— REQUIRED TASK —
Reproduce the lines of the items below word for word, starting with the line that contains "Where can the brown" and continuing through the end of the items, with both ends included.

::: SUPPLIED DATA :::

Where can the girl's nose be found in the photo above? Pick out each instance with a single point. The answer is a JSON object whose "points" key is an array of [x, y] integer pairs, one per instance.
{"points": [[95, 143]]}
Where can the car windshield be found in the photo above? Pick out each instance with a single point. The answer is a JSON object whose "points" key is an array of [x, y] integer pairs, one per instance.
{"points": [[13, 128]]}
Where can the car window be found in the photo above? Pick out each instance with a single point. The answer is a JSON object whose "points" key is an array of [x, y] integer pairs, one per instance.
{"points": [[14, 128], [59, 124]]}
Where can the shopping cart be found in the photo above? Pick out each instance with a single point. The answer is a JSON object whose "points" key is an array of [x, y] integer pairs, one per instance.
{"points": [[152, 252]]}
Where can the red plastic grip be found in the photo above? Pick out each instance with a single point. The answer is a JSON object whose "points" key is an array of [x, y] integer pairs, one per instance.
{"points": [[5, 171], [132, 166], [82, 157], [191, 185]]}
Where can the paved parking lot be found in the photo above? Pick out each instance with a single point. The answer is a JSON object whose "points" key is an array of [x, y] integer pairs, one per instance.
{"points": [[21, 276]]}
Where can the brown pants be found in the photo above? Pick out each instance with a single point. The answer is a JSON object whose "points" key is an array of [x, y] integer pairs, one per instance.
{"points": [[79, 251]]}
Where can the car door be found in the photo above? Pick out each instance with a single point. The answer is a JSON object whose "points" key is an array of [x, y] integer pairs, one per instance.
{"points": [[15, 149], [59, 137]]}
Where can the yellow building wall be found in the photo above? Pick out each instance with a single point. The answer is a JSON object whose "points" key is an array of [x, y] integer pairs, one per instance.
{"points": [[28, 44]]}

:::

— WRITTEN ANSWER —
Where can the brown pants be found in the photo above? Pick out each instance with a single point. The answer is a JSON object whose "points" key is an array of [x, y] integer pairs, one per instance.
{"points": [[79, 251]]}
Where can the car door be found in the photo above? Pick out each instance with a single point. The answer is a JSON object whose "points" key is an array of [x, y] integer pairs, one per instance.
{"points": [[15, 149], [59, 137]]}
Where can the yellow building wall be found in the photo above? Pick out each instance with a single point. The answer is a JSON object whose "points" key is an array of [x, y] integer pairs, one per instance.
{"points": [[28, 44]]}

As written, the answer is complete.